• [To be done]: Revise the records below so that "drop a single point" becomes "place one point" everywhere, with everything else left as it stands.

• [Provided records]:
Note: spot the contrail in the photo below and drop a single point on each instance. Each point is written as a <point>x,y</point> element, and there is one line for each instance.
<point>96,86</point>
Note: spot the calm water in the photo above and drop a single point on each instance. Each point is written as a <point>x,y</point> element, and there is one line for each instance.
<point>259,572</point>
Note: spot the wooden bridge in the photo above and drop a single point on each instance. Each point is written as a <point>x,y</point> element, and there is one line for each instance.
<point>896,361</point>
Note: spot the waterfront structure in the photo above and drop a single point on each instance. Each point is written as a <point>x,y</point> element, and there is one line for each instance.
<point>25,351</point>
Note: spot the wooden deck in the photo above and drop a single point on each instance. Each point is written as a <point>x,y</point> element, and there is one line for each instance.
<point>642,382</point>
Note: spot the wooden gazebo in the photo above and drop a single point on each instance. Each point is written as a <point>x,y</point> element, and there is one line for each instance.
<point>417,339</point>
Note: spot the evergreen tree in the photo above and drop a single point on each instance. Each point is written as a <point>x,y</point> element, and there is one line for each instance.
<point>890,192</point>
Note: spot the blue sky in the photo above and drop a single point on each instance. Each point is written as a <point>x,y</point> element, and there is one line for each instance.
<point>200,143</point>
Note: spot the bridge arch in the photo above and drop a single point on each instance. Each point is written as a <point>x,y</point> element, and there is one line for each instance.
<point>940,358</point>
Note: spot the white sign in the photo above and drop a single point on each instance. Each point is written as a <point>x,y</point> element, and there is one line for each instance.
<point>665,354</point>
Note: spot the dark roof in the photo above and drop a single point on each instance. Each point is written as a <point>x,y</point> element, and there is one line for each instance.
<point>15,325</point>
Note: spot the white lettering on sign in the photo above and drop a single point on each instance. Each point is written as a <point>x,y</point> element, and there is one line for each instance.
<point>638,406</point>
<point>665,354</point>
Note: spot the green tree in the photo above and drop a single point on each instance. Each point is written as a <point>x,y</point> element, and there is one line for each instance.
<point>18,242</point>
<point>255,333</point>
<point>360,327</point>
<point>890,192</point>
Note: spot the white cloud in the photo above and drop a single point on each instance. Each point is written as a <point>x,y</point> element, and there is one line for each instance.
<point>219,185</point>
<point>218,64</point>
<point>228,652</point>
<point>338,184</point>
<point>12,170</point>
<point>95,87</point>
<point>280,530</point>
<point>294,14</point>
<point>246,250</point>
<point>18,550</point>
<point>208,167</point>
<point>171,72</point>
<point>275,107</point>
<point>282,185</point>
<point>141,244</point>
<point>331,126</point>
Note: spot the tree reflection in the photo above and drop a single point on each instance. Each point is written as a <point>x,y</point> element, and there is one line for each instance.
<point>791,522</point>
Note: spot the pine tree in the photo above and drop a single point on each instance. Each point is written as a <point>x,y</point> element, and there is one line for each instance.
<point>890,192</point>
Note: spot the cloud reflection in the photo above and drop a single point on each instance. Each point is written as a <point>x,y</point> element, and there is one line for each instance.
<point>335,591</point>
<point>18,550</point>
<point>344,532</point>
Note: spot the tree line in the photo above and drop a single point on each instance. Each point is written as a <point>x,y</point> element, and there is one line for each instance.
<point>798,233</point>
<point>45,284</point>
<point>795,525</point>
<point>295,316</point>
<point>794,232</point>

• [Output for this task]:
Note: spot the contrail in the photo below and place one point on each instance. Each point is written as a <point>x,y</point> element, and there is one line for each instance.
<point>96,86</point>
Note: spot the calm water in the photo above and place one point on each instance. Each point is written as a <point>x,y</point> element, and there is one line for each instance.
<point>259,572</point>
Note: spot the wooden bridge in the photo above and place one point on each instance. Each point is written as a <point>x,y</point> element, and there is one line for each instance.
<point>896,361</point>
Note: spot the waterfront structure in the photo above and place one point on each instance. Each point is written as a <point>x,y</point> element, and there is one line for each instance.
<point>25,351</point>
Note: spot the wooden deck in the photo above and place one point on each instance. Each point is written as a <point>x,y</point> element, and there is one line for each instance.
<point>642,382</point>
Note: spot the wooden gazebo in the photo above and place one point on each instance. Each point is written as a <point>x,y</point> element, and there is one line for each instance.
<point>417,339</point>
Note: spot the evergreen tree in the photo above and place one point on each instance. Each point is written as a <point>x,y</point> element, and there is one line for each instance.
<point>890,192</point>
Note: spot the blue sky in the photo above and place one point on each instance. Each point is written as a <point>x,y</point> element, and there is one line for each instance.
<point>200,143</point>
Note: spot the bridge arch in the photo above and place one point on each instance. Each point is written as a <point>x,y</point> element, and there is one line for each instance.
<point>940,358</point>
Note: spot the white sign in the photo above and place one point on each instance. Each point is written as a <point>x,y</point> element, and there is one line for each instance.
<point>665,354</point>
Note: spot the dark roof in the photo above and place one point on each instance. Each point is written as a <point>x,y</point> element, and there is one line for each instance.
<point>15,325</point>
Note: spot the white lettering on sign in the photo above and place one point on each instance. Each point is written as a <point>x,y</point> element, and there is one line for each instance.
<point>638,406</point>
<point>665,354</point>
Note: spot the green tree in the photo above and place one point on each instance. Each point is written as a <point>x,y</point> element, and there is one line for each instance.
<point>18,242</point>
<point>255,333</point>
<point>360,327</point>
<point>890,192</point>
Note: spot the white cloud in the photo above and place one point on each instance. Each point is written as a <point>x,y</point> element, and there is one line for each instance.
<point>219,185</point>
<point>218,64</point>
<point>228,652</point>
<point>338,184</point>
<point>12,170</point>
<point>95,87</point>
<point>280,530</point>
<point>294,14</point>
<point>246,250</point>
<point>18,550</point>
<point>208,167</point>
<point>171,72</point>
<point>275,107</point>
<point>282,185</point>
<point>141,244</point>
<point>331,126</point>
Note: spot the tree reflection in the photo above and place one point on each instance. Each point is written as a <point>x,y</point> element, and there is one line for each instance.
<point>791,522</point>
Note: spot the pine tree in the photo above and place one point on each instance. Each point is written as a <point>x,y</point> element, and there is one line for each instance.
<point>890,192</point>
Note: spot the cloud reflection in the photo above and place one point on each instance. Each point is written as a <point>x,y</point> element, and there is one line for each instance.
<point>335,591</point>
<point>18,550</point>
<point>344,532</point>
Note: spot the tree line in the photo above and place one point on each instance. Each point is written as a <point>x,y</point> element, and there is one line for each instance.
<point>798,233</point>
<point>45,284</point>
<point>795,525</point>
<point>295,316</point>
<point>794,232</point>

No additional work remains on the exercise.